Starting at the line that contains "# point at: gray countertop", copy each line through the end of the listing below. Include both ends and output nothing more.

---

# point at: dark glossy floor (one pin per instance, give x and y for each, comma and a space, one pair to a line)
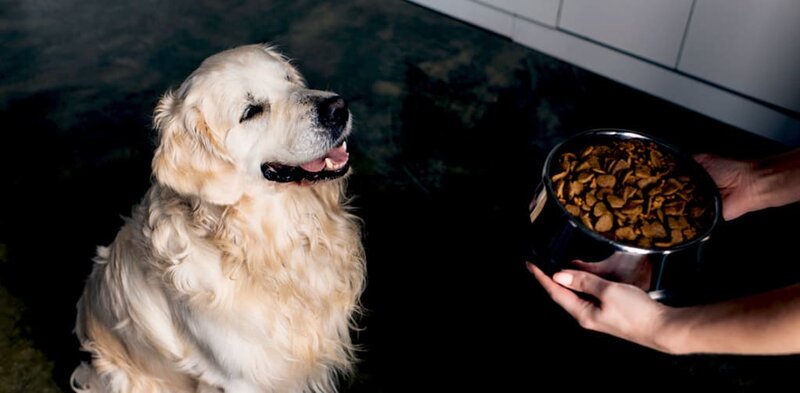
452, 127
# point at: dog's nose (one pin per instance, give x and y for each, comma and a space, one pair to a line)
332, 113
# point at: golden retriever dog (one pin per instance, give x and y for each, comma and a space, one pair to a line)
241, 269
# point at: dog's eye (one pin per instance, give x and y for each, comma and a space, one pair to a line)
250, 112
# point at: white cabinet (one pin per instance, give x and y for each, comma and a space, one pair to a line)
751, 47
651, 29
542, 11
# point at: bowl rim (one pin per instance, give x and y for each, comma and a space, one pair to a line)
682, 158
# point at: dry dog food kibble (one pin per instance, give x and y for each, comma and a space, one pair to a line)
630, 191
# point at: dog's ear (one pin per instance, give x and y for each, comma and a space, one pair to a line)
190, 159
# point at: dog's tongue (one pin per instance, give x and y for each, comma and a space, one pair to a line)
338, 157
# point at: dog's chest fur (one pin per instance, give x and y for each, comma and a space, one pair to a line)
266, 288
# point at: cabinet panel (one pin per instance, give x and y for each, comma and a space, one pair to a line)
651, 29
752, 47
543, 11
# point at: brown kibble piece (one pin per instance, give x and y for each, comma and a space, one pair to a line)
606, 181
574, 210
654, 229
559, 176
632, 189
615, 201
587, 221
575, 188
600, 209
625, 233
585, 177
590, 199
604, 223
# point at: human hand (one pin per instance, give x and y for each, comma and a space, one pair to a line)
735, 180
620, 310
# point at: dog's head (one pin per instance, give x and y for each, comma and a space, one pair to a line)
243, 118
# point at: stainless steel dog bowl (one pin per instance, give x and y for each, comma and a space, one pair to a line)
557, 239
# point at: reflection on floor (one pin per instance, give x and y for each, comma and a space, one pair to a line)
452, 126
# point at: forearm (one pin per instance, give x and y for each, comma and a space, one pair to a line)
777, 180
767, 323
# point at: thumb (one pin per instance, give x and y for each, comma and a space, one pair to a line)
585, 282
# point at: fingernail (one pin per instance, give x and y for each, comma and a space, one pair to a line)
563, 278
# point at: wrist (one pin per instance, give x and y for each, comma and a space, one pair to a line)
672, 334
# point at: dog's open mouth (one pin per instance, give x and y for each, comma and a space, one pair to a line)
331, 166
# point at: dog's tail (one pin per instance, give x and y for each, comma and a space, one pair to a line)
85, 379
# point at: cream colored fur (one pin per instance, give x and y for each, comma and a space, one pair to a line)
221, 280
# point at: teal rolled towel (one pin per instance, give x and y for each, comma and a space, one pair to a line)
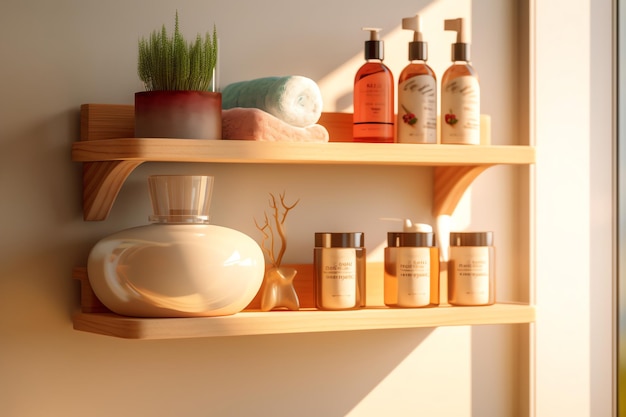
294, 99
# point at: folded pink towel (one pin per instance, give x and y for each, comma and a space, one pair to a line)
255, 124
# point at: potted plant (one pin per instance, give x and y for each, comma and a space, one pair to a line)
181, 98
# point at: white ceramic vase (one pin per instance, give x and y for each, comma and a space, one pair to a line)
178, 266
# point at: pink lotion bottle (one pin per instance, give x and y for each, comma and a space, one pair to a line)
460, 92
373, 119
417, 91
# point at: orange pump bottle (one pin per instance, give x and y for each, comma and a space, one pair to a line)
373, 119
460, 92
417, 91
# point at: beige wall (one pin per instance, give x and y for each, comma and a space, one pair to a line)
57, 55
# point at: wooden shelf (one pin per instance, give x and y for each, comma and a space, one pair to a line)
109, 154
303, 321
250, 152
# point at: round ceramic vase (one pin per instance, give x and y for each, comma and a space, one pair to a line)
178, 266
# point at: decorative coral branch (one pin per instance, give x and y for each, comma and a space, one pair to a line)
268, 232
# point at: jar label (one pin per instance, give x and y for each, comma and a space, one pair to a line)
471, 274
417, 110
460, 111
413, 271
338, 278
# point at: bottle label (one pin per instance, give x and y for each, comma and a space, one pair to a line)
373, 107
338, 278
413, 271
460, 111
417, 110
471, 274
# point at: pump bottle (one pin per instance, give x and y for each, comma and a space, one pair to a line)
373, 119
417, 91
460, 92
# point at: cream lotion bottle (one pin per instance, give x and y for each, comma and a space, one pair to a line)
373, 119
460, 92
417, 91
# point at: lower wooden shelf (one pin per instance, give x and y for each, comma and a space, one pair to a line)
302, 321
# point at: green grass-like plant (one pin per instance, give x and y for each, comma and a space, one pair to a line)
171, 63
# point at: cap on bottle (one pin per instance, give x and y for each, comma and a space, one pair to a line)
460, 49
418, 49
374, 48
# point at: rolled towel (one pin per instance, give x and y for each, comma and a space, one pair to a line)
256, 124
294, 99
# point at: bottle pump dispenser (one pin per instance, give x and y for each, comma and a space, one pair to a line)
460, 92
373, 119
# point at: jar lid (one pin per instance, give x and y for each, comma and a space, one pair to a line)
471, 239
415, 239
340, 240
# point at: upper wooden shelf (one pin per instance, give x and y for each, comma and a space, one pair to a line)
231, 151
302, 321
109, 153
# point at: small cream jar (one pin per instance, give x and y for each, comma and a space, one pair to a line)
411, 270
339, 271
471, 269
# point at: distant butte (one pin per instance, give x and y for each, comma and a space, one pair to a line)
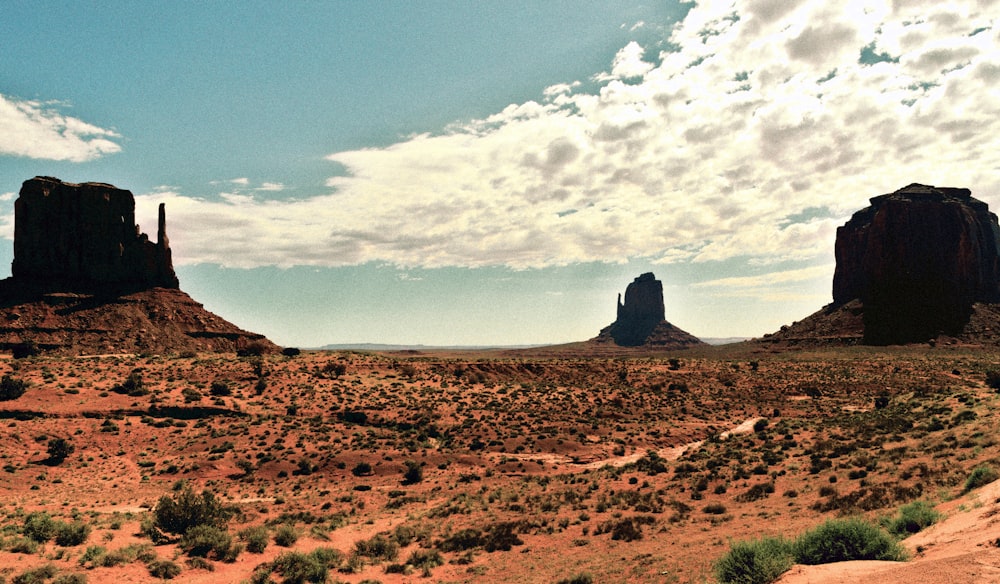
920, 263
86, 280
640, 321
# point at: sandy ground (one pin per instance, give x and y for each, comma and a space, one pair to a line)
961, 549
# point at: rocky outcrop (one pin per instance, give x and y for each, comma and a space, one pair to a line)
641, 322
86, 280
83, 237
918, 259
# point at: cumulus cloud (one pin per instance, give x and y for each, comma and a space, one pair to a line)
758, 111
35, 129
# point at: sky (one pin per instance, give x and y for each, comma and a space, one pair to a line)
496, 173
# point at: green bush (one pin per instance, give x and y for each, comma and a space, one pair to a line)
164, 569
59, 449
256, 539
758, 561
186, 509
286, 535
425, 559
841, 540
11, 388
378, 547
981, 475
36, 575
912, 518
203, 540
70, 534
39, 526
132, 386
297, 568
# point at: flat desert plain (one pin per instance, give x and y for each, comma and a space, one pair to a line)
544, 466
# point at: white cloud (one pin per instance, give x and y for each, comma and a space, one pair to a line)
34, 129
760, 110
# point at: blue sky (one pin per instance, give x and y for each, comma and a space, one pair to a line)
496, 173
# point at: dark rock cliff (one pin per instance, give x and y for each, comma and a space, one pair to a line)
83, 237
918, 259
641, 319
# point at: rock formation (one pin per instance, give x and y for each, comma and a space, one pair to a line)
641, 319
914, 265
918, 259
87, 280
83, 237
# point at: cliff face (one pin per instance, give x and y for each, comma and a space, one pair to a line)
641, 319
918, 259
83, 237
87, 281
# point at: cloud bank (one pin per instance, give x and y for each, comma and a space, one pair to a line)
35, 129
724, 144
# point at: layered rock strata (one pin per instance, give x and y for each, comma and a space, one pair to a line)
83, 237
640, 321
918, 259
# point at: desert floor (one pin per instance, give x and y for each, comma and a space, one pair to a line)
541, 466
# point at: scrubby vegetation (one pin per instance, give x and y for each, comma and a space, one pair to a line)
451, 467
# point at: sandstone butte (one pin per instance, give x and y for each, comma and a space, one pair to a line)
641, 321
86, 280
917, 265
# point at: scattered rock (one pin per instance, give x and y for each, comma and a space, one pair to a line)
83, 237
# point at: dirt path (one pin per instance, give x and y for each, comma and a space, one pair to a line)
671, 453
961, 549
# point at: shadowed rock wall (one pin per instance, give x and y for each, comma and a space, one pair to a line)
84, 237
918, 259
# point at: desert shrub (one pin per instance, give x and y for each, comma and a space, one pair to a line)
164, 569
70, 534
132, 385
186, 509
59, 449
256, 538
378, 548
756, 492
92, 554
425, 559
981, 475
199, 563
21, 545
286, 535
220, 388
11, 388
24, 350
202, 540
501, 537
463, 540
36, 575
297, 568
912, 518
758, 561
39, 527
714, 509
841, 540
651, 464
414, 472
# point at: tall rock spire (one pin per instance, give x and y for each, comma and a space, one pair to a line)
84, 237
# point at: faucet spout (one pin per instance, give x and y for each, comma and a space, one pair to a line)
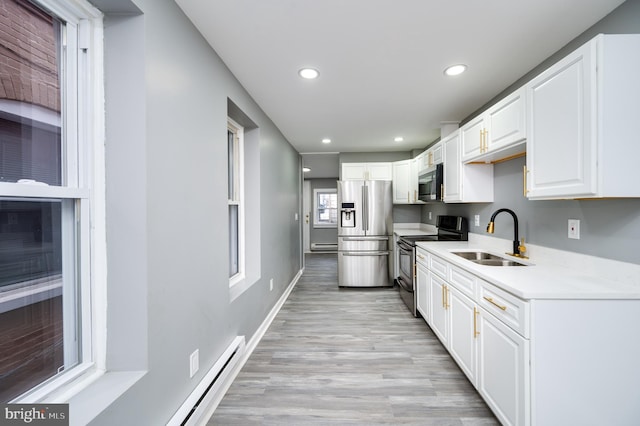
490, 228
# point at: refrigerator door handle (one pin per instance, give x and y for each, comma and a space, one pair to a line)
366, 253
365, 209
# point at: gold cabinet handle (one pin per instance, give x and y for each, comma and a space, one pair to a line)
475, 322
446, 297
486, 140
490, 300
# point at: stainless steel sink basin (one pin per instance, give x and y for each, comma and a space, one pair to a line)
488, 259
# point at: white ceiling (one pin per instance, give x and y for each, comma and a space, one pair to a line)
381, 62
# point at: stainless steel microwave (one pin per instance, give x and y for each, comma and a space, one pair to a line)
431, 184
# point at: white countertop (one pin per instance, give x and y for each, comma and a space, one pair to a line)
551, 274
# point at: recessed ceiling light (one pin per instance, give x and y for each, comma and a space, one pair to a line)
309, 73
455, 69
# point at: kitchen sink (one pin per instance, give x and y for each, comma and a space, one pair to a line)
488, 259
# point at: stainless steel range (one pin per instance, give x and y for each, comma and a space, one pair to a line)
450, 228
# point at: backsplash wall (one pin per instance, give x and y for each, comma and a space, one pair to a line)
609, 228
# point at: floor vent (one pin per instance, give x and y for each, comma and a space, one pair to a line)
209, 392
324, 246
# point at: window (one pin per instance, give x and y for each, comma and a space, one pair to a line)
45, 194
325, 206
235, 162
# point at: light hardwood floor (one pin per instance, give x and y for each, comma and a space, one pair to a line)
349, 357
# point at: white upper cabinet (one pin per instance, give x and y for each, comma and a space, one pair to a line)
498, 133
367, 171
431, 157
405, 182
581, 112
464, 183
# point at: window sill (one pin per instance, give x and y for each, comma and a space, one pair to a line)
96, 391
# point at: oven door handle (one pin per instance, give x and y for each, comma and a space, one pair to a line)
404, 285
365, 238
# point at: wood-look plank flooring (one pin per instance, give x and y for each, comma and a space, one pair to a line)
349, 357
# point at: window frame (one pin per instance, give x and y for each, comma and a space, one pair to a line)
82, 132
237, 199
316, 211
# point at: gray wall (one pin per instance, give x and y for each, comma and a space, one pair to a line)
608, 228
321, 235
168, 291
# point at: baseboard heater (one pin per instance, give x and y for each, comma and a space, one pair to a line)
207, 395
324, 246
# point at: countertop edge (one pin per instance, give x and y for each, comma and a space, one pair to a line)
539, 280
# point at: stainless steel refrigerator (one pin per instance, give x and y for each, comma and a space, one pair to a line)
365, 226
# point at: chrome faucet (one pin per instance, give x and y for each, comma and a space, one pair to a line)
518, 249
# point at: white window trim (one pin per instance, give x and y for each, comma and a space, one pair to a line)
240, 277
316, 218
85, 182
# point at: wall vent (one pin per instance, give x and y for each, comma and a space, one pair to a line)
207, 395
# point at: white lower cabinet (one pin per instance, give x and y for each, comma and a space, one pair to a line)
485, 331
422, 289
503, 370
439, 308
536, 361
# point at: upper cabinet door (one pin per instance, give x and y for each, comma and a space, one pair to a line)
472, 138
402, 188
498, 133
506, 121
367, 171
561, 148
354, 171
380, 171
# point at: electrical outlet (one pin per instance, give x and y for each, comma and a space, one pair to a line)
574, 229
194, 363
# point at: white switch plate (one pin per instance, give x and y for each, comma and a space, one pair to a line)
194, 363
574, 229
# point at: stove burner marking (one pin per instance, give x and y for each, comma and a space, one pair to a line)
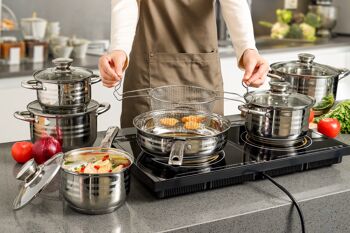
306, 142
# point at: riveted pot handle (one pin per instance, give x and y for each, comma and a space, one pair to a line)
271, 75
32, 84
24, 116
177, 153
244, 109
343, 73
95, 79
103, 107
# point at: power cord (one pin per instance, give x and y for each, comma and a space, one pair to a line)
300, 212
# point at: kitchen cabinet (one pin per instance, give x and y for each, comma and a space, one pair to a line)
13, 97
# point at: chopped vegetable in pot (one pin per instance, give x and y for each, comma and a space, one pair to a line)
96, 163
340, 112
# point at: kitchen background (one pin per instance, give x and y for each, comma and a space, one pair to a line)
73, 15
90, 19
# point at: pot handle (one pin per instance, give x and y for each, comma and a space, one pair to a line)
95, 79
271, 75
32, 84
177, 153
102, 108
343, 73
244, 109
24, 116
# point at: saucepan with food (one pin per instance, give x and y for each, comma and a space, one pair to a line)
94, 180
179, 133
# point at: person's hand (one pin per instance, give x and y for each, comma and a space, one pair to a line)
112, 67
256, 68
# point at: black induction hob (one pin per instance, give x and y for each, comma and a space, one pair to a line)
241, 160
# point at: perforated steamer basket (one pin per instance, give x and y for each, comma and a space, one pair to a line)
178, 96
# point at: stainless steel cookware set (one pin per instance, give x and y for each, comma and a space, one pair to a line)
176, 141
85, 193
63, 108
278, 116
310, 78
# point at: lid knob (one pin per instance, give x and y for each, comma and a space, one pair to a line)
62, 64
27, 171
279, 87
306, 57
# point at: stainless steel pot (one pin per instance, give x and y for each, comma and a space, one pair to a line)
277, 116
312, 79
176, 142
86, 193
63, 86
73, 130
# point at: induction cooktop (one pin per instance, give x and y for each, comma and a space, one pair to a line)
241, 160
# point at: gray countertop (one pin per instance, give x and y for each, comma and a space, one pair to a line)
258, 206
265, 46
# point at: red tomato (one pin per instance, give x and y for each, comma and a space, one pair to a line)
329, 127
312, 115
22, 151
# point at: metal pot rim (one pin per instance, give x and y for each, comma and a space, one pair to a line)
312, 99
276, 65
209, 100
126, 154
94, 105
142, 116
36, 73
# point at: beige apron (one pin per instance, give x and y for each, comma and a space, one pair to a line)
175, 43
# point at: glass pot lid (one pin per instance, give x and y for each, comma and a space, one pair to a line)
304, 66
35, 178
279, 96
63, 72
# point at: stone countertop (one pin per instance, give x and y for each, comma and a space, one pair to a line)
27, 69
267, 46
324, 195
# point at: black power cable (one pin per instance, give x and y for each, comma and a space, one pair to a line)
300, 212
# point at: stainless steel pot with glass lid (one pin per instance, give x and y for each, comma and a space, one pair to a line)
63, 86
73, 129
312, 79
94, 180
277, 117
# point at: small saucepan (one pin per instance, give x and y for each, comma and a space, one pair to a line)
63, 86
100, 190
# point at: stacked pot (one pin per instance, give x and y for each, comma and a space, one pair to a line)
64, 108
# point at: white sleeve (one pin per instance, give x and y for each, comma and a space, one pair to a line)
239, 22
124, 19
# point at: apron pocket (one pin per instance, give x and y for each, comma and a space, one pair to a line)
200, 69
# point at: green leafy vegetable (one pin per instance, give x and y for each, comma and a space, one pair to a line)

---

Problem solution
# point at: gray countertop (one pin per instance, give x and y for each, comma and a space, one pair to a line)
258, 206
265, 46
# point at: red tomato (one pin per instance, give x and y for each, comma and a space, one pair to a line)
329, 127
312, 115
22, 151
# point at: metal pot rim (one pin per instance, give x and y for each, comma and a space, one pair to a line)
312, 99
276, 65
209, 100
126, 154
94, 105
142, 116
36, 73
# point at: beige apron (one pin per instance, give x and y for each, comma and a space, one pair to a line)
175, 43
# point at: glass pot lid (one pin per instance, give x and y for each, comma and a space, one pair to a line)
304, 66
35, 178
279, 96
63, 72
# point at: stone countertop (one pin per instance, give x and y for each, comma and a space, one pair to a line)
27, 69
267, 46
324, 195
# point at: black power cable (one pin per instance, give x and y for each, comma and a space, one pair to a line)
300, 212
# point at: stainless steel pot with glass lid (one pin per instance, give x and y for each, comma and a space, one pair to a line)
63, 86
73, 129
312, 79
94, 180
277, 117
# point at: small saucepan (one pin per instance, give x and y for each, comma and a space, one pair to a line)
63, 86
100, 190
# point at: stacked pot (one pin per instance, give x and y for each, comma and a space, one pair to a line)
64, 108
# point at: white sleeve (one pin per instance, give x and y for each, comma and a space, one pair to a line)
239, 22
124, 19
# point at: apron pocket (one pin per instance, give x and y for each, comma and a space, one pair to a line)
200, 69
# point at: green leafy vegetable (one pin per instance, give x and y for each, comma and a space, one pair to a line)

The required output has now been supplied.